**Extrait**
Je l’envoie bouler. Je n’ai pas le droit de communier, ce n’est pas un problème pour moi. J’arrive à vivre sans.
Le jour de la communion, mon père est présent et c’est mon père qui m’apporte l’hostie dans ma main : « Ma fille je t’ai pardonné » et je prends cette hostie et je communie, parce que c’est mon père qui me l’a donnée. 

Interviewer : Et vous vous étiez confessée auparavant ?
AMG : Non, je ne veux pas me confesser. 

Interviewer : Et AC. a accepté ça ?
AMG : Oui, on n’est pas obligé d’aller se confesser. On peut se confesser toute seule. Je ne vais pas aller raconter ma vie et mes péchés. C’est quoi un péché ? J’ai jamais aimé la confession. C’est des choses que je trouve bêtes… de se mettre derrière un machin… ça fait partie de mon côté… J’accepte, j’ai jamais… Mais après, quand on est capable de faire ses propres choix, on peut… Moi, j’ai arrangé les choses comme je voulais les arranger.
Si ce n’était pas autorisé tant pis je ne le faisais pas et si c’était autorisé tant mieux je le faisais. 


La politique Écouter cette séquence

Interviewer : En tant que croyante, voire pratiquante, comment vous envisagiez la politique ?
AMG : Rien n’est incompatible, c’est une question de morale et voila. 

Interviewer : Vous découvrez le communisme…
AMG : Mon mari est communiste. Il m’emmène à la section de la rue Lagagne, où je découvre la politique.

(Données de pointage ancrées dans l'image)

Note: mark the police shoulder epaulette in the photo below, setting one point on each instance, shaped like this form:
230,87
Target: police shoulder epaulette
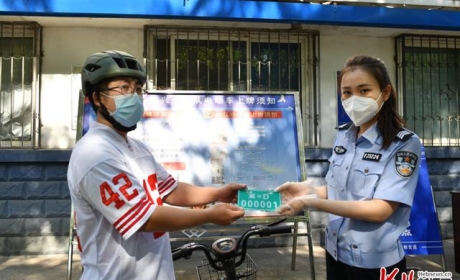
344,126
404,135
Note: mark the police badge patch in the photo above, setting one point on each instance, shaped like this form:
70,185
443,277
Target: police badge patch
339,150
405,163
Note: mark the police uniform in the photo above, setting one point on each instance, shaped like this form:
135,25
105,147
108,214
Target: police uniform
361,170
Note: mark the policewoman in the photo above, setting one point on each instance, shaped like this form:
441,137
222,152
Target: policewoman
371,180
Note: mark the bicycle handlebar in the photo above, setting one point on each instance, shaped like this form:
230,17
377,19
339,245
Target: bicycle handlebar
230,251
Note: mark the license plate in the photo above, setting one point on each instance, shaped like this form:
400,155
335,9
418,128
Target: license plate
261,200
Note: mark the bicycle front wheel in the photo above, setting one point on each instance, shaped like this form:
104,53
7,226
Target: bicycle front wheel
247,270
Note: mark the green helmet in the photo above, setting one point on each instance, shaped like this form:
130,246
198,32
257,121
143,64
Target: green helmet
109,64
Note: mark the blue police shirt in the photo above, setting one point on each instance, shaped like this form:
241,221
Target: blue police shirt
359,169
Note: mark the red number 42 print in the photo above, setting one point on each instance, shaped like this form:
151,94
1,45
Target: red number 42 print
109,196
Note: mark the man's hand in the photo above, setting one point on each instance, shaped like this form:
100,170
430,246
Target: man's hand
228,192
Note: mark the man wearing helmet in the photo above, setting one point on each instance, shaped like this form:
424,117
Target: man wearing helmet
118,188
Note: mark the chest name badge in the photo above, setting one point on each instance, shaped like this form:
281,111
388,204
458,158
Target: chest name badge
372,156
339,150
405,163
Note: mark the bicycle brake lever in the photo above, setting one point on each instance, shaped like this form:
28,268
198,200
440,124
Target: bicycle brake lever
276,222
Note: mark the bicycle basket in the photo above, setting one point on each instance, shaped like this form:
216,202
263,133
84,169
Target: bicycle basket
246,270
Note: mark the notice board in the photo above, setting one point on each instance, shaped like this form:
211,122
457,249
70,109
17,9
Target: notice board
214,138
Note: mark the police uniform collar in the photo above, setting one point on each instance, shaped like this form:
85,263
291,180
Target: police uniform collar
344,126
372,133
404,134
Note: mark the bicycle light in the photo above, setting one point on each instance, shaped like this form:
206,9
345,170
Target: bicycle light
224,246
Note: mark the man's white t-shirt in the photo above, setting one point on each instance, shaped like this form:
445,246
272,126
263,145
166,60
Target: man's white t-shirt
115,186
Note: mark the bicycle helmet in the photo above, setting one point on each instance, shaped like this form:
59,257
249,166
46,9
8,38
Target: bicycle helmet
109,64
105,65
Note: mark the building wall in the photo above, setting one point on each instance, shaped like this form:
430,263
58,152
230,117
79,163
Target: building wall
34,198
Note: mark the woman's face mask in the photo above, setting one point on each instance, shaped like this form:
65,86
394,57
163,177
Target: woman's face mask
361,109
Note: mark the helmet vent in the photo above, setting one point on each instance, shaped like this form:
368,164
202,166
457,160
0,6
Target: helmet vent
92,67
132,64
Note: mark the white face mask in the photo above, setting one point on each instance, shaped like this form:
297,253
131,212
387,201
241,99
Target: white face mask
361,109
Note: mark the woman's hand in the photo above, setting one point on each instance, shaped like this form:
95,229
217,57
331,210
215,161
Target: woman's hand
290,190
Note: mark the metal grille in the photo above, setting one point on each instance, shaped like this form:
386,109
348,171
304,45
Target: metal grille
218,59
429,83
19,49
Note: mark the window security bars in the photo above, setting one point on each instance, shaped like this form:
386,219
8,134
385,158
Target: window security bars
19,49
219,59
429,79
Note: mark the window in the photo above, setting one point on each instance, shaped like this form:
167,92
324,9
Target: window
18,68
429,79
213,59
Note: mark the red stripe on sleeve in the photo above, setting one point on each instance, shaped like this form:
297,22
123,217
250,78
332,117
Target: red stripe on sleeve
165,185
129,219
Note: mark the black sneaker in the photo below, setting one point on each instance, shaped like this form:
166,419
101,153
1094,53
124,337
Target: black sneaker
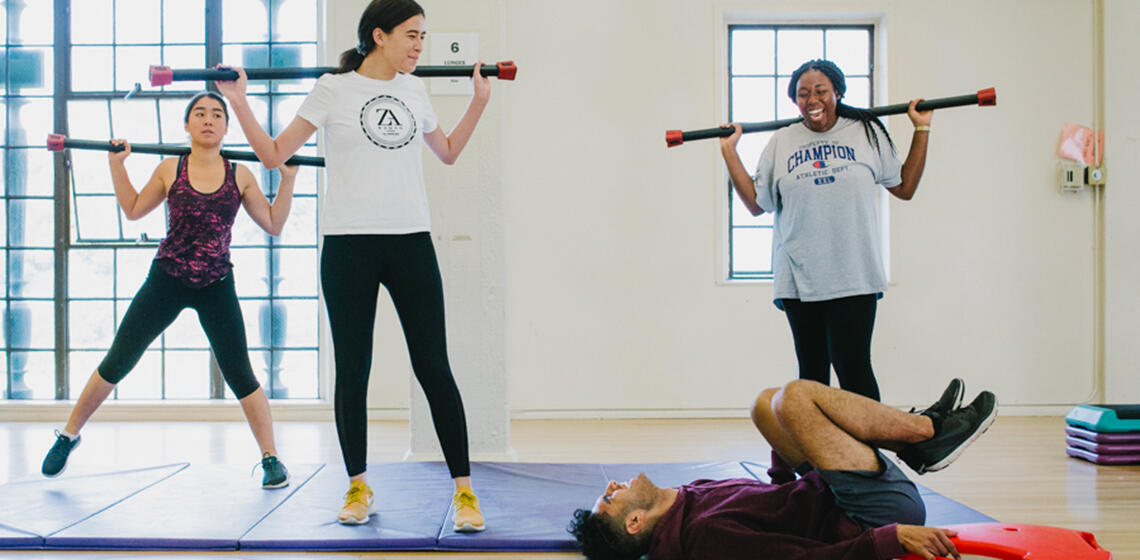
951,399
57,456
952,433
276,476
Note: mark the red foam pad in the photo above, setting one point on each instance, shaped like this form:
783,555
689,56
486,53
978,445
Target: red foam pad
161,75
507,70
56,141
987,97
1024,542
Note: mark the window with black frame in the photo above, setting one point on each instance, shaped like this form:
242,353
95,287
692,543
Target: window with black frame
112,45
760,62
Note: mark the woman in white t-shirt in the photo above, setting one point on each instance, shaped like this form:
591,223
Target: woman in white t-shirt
376,228
821,178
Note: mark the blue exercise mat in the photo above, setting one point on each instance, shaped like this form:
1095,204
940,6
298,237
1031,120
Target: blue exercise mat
527,505
45,506
198,508
410,502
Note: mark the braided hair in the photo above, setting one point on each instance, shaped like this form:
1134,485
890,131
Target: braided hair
839,83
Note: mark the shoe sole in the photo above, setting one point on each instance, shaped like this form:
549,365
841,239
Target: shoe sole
958,451
66,461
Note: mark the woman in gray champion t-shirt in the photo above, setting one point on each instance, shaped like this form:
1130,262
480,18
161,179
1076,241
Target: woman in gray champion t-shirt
821,179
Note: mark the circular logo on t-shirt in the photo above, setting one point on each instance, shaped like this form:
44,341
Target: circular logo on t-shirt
388,122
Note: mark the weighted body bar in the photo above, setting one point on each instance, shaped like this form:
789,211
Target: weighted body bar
162,75
59,141
983,98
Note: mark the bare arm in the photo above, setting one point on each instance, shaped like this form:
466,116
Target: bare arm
447,147
270,217
741,181
915,159
136,204
273,152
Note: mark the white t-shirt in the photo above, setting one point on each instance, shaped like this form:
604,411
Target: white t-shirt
374,134
823,188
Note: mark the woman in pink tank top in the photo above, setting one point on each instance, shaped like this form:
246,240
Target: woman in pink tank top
192,269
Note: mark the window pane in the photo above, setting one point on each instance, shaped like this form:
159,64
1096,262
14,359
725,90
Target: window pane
96,218
33,375
92,69
31,224
92,324
752,51
91,22
88,121
30,121
250,272
294,21
751,250
90,273
797,47
252,14
298,269
187,374
752,99
30,71
33,24
32,325
849,50
145,380
184,21
31,172
138,21
132,65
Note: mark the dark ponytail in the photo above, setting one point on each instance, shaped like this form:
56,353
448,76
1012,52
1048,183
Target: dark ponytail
383,14
839,83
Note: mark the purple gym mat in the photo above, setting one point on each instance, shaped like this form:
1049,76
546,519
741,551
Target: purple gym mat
1101,457
1101,437
1104,448
527,505
410,500
47,505
200,508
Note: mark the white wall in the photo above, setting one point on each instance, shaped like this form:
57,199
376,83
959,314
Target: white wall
591,278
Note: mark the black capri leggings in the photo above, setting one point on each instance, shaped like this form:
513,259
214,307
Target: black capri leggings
157,305
835,332
352,267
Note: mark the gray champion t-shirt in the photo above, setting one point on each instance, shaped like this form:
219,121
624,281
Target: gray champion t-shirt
822,188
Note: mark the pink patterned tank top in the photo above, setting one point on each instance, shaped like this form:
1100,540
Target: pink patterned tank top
198,229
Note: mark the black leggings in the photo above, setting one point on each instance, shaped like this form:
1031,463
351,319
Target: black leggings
835,332
352,267
157,305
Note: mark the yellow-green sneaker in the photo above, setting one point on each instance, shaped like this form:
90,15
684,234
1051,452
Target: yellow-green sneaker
358,504
465,511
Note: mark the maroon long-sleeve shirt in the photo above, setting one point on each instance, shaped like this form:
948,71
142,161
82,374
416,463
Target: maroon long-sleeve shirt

**Travail à faire**
(a) Citez toutes les interventions de l'intervieweur dans l'entretien.
(b) Prolongez l'entretien à partir de sa dernière réplique.
Les données ci-dessus constituent un matériau à part, indépendant de l'entretien.

**Réponses proposées**
(a)
« Et vous vous étiez confessée auparavant ? »
« Et AC. a accepté ça ? »
« En tant que croyante, voire pratiquante, comment vous envisagiez la politique ? »
« Vous découvrez le communisme… »

(b)
Je ne savais pas ce que c’était que la politique. Ma mère était d’extrême droite et mon père était gaulliste. Il n’a jamais voté parce qu’il ne s’est jamais fait naturaliser français. Mais mon père était gaulliste. C’était un grand admirateur de De Gaulle. On était au garde à vous quand il passait à la télé…
Je me suis dis je vais enfin connaître le communisme. Ça m’intéressait, j’étais curieuse. Mon mari me disait : « Tu devrais prendre ta carte. » j’ai dit : « Oui, pourquoi pas ? » Et la première chose que j’entends, c’est les pots de muguet du premier mai qu’il faut vendre. Je me dis : «  c’est ça la politique ? » Non, mais ça parait idiot parce qu’à cette époque là j’avais plus de 20 ans, j’avais connu M. à 28 ans… d’être aussi ignare.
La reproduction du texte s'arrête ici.